:: GIVEN TEXT ::
The sugar slogan is an old wartime advert, encouraging everyone to do their bit to conserve resources. I’m intrigued by the Green MP Caroline Lucas getting involved in an effort to find out if the way we lived during the wars can teach us how to live today.

I sort of understand her point when she says: “
It would be wrong to glamorise (glamourise, perhaps?) the second world war. But it would also be wrong to ignore the experiences and wisdom of those who lived through it.”
But it’s this sort of thing that makes it easy for other politicians and the press to portray the Greens as extremist dreamers. It’s a difficult message to get across to the public - war time living had benefits we should apply today. What’s that about conserving? You can’t hear what I’m saying over the noise of your X Box and the fact you’re on your second sack of Monster Munch?

One of the best ways we can help the environment and support our local economies is to shop local. Sadly, we’re human and love convenience. A brave soul recently had a letter published in the Nairnshire Telegraph (a black and white legend on a par with a Buster Keaton movie - and containing just as many thrills and laughs) expressing her appreciation of small independent shops and pointing out she wouldn’t care if the out of town Sainsbury’s didn’t come about.

:: SOURCE DATA ::
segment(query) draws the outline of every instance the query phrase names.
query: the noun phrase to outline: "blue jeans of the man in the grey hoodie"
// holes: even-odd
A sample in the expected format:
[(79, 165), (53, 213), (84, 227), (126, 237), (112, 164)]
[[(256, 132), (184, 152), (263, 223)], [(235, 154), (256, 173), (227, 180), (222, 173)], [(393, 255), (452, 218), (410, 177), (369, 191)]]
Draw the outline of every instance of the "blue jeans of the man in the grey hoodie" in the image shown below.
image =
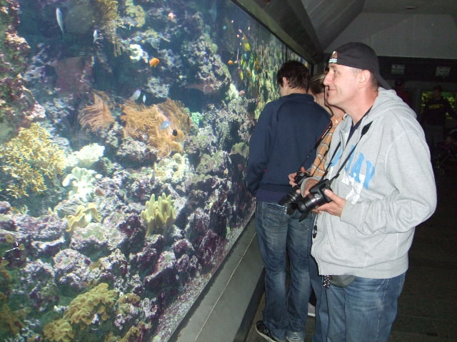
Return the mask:
[(391, 279), (356, 276), (346, 286), (327, 290), (328, 342), (386, 342), (397, 314), (405, 274)]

:: TASK TO COMPLETE ::
Please write out the passage on wartime living word for word, from "I sort of understand" to "of Monster Munch?". The material has no connection to the passage on wartime living.

:: SOLVED EXERCISE ::
I sort of understand her point when she says: “
It would be wrong to glamorise (glamourise, perhaps?) the second world war. But it would also be wrong to ignore the experiences and wisdom of those who lived through it.”
But it’s this sort of thing that makes it easy for other politicians and the press to portray the Greens as extremist dreamers. It’s a difficult message to get across to the public - war time living had benefits we should apply today. What’s that about conserving? You can’t hear what I’m saying over the noise of your X Box and the fact you’re on your second sack of Monster Munch?